#### THE PROBLEM
Transcribe the data verbatim and drop its images.

#### EXTRACTED DATA
• • •

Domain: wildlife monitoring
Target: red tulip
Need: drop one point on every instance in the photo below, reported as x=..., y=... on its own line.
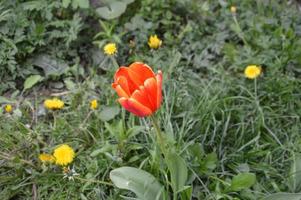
x=139, y=89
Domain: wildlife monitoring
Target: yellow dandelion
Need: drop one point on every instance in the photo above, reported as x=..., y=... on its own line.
x=252, y=71
x=93, y=104
x=46, y=158
x=8, y=108
x=63, y=155
x=154, y=42
x=110, y=49
x=233, y=9
x=53, y=104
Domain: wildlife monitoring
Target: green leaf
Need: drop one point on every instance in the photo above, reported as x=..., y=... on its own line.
x=142, y=183
x=242, y=181
x=210, y=161
x=282, y=196
x=109, y=113
x=66, y=3
x=51, y=66
x=80, y=4
x=178, y=171
x=113, y=10
x=31, y=81
x=295, y=177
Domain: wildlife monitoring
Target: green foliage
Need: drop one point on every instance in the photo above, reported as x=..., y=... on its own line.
x=242, y=181
x=281, y=196
x=232, y=138
x=31, y=81
x=142, y=183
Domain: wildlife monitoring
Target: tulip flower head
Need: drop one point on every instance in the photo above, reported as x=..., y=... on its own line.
x=139, y=89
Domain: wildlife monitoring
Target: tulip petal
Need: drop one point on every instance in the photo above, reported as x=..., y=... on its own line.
x=159, y=78
x=150, y=86
x=142, y=97
x=119, y=90
x=124, y=72
x=122, y=81
x=139, y=72
x=134, y=107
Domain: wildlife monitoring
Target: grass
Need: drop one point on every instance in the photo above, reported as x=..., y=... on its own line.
x=220, y=123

• • •

#### WRITTEN RESPONSE
Domain: wildlife monitoring
Target: red tulip
Need: drop one point on every instance in the photo below, reported as x=..., y=... on its own line.
x=139, y=89
Domain: wildlife monitoring
Target: yellow dandelion
Need: drop one point on every instance in the photo above, reported as x=..., y=... on its own line.
x=252, y=71
x=93, y=104
x=46, y=158
x=8, y=108
x=63, y=155
x=154, y=42
x=110, y=49
x=233, y=9
x=53, y=104
Domain: wildlife monitoring
Target: green leaf
Need: drop one point on every instance in the photo above, reported as x=..., y=... on its own line.
x=142, y=183
x=242, y=181
x=210, y=161
x=282, y=196
x=109, y=113
x=66, y=3
x=51, y=66
x=80, y=4
x=178, y=171
x=113, y=10
x=31, y=81
x=295, y=177
Domain: wildlife monitoring
Target: green foliage
Need: drop one point on every instance in the photo above, reported as x=..., y=... on its own line.
x=242, y=181
x=281, y=196
x=232, y=138
x=31, y=81
x=142, y=183
Domain: wildlife monitoring
Target: tulip flower head
Need: drop one point on every instance in the photo above, reported as x=..., y=... on its own line.
x=139, y=89
Domain: wildlife monitoring
Target: tulip petal
Need: drop one point on every instance in the photo above, reported as x=..., y=... on its own line.
x=159, y=78
x=150, y=86
x=142, y=97
x=119, y=90
x=124, y=72
x=122, y=81
x=139, y=72
x=134, y=107
Domain: wildlife monitoring
Target: grass
Need: drop one point on every instance in the photo above, reported as x=..., y=... on its own line.
x=220, y=123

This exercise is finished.